--- SUPPLIED DATA ---
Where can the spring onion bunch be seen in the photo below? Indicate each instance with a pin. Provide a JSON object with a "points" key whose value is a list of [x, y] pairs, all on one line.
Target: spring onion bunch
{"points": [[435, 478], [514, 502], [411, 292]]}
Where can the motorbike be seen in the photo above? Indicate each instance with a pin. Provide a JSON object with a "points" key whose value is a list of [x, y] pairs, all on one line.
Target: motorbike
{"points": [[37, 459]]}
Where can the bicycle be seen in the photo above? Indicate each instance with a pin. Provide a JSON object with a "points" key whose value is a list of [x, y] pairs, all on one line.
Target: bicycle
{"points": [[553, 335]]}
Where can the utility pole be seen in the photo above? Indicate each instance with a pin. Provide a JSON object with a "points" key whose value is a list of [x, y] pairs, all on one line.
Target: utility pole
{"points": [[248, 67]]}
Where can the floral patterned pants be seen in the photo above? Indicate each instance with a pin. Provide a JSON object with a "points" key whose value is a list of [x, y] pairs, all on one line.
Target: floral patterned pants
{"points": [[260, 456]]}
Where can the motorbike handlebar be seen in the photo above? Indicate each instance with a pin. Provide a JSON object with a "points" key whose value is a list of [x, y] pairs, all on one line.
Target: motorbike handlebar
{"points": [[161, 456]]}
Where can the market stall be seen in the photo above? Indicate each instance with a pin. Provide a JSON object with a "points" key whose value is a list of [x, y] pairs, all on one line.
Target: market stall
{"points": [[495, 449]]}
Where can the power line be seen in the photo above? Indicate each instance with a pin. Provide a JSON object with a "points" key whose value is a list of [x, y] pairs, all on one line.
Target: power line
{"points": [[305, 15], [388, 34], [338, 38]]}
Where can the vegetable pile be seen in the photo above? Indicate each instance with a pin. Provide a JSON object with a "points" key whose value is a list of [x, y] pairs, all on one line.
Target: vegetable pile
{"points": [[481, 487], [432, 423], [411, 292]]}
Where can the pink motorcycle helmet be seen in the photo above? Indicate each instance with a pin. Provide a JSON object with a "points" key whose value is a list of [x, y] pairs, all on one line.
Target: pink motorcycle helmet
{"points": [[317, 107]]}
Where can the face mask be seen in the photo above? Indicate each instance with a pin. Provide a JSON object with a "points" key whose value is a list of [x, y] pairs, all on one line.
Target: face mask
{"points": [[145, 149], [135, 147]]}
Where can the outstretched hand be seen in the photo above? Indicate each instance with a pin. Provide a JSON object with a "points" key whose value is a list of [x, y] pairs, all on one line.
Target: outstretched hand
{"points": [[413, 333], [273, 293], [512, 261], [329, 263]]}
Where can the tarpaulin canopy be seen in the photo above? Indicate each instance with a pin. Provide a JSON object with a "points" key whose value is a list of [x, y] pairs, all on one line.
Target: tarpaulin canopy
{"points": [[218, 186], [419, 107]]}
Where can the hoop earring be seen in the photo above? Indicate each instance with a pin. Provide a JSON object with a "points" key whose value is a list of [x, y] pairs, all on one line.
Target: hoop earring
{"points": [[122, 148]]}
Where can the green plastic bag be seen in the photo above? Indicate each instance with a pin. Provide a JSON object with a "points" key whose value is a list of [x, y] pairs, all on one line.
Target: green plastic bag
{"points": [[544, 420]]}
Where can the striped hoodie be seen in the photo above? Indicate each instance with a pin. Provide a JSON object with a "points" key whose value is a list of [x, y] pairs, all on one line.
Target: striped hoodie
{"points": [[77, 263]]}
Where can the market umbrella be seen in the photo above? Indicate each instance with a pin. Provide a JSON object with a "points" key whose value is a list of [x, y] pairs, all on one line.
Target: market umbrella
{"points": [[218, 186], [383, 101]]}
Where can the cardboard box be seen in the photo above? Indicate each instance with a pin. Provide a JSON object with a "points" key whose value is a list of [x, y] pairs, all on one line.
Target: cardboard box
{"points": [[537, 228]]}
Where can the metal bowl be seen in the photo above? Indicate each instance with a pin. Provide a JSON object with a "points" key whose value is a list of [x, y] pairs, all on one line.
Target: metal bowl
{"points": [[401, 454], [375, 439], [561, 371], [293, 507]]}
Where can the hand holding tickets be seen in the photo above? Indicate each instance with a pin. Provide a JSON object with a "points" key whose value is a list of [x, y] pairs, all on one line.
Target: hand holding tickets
---
> WHAT IS BEING ASKED: The response must contain every line from the listing above in which the string "holding" appears.

> WORKED SOLUTION:
Where can the hand holding tickets be seen in the photo above? Indicate each instance with a pin. Provide a JSON object with a "points" key whose value is a list of [x, y] pairs, all on one line.
Target: hand holding tickets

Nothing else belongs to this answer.